--- Start Material shown ---

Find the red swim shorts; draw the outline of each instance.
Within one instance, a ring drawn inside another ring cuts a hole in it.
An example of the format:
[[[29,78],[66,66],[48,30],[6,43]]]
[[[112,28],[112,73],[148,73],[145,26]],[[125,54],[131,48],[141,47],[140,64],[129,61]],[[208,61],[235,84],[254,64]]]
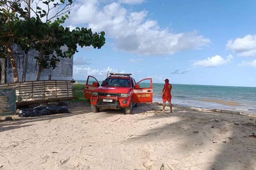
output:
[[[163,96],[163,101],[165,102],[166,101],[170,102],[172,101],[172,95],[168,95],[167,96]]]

--- End Material shown ---
--- Start Material shown ---

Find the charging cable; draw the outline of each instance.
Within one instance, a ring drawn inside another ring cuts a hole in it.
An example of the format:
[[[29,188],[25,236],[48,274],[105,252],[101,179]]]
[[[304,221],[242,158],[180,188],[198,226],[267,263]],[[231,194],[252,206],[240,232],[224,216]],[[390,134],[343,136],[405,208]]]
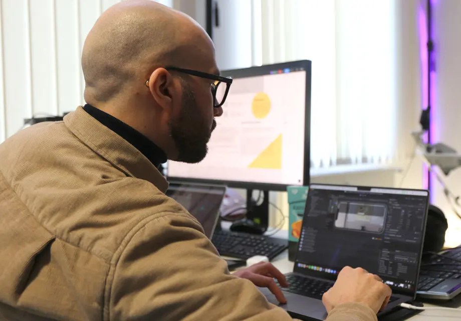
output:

--- End Material shown ---
--- Start Material shown ---

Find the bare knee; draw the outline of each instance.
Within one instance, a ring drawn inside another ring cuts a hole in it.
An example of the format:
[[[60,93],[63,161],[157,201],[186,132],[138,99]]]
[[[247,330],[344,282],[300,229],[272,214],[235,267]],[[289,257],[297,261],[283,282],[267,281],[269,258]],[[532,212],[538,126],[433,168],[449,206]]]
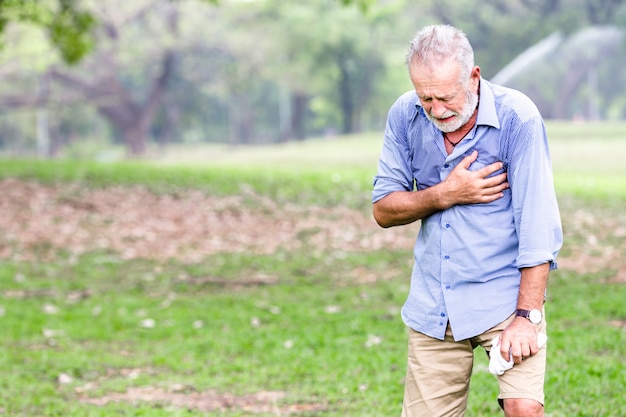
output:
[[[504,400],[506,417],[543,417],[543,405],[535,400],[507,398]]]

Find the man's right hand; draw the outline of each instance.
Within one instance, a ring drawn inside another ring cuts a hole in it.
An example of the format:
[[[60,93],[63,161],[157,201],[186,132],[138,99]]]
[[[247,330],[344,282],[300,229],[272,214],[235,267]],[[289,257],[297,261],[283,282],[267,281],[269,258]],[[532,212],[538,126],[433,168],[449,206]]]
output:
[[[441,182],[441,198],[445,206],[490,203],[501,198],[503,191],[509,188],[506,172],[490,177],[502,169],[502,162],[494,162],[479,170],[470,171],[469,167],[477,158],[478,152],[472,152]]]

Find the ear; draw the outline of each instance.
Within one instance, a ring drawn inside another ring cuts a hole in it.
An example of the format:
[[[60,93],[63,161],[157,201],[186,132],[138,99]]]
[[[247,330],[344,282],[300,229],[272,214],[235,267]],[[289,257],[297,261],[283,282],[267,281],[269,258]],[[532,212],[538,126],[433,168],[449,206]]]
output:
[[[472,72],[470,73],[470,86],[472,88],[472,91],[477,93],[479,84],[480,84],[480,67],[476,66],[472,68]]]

--- End Material shown ---

■ **The problem**
Please give the entries again, starting with the line that contains "Find the bare" and going on through the line that contains "[[[504,400],[506,417],[543,417],[543,405],[535,400],[507,398]]]", with "instance" changed to "occurrence" and nothing else altered. Leave the pictures out of your answer.

■ **Complete output**
Find the bare knee; draw the outline of each occurrence.
Within one occurrence, a ring drawn inside another ring cuts a hole in it.
An example of the format:
[[[60,93],[63,161],[157,201],[186,132],[138,99]]]
[[[247,330],[344,282],[300,229],[272,214],[235,267]],[[289,257],[297,261],[283,282],[267,281],[269,258]],[[532,212],[538,126],[433,168],[449,206]]]
output:
[[[504,400],[506,417],[543,417],[543,405],[535,400],[507,398]]]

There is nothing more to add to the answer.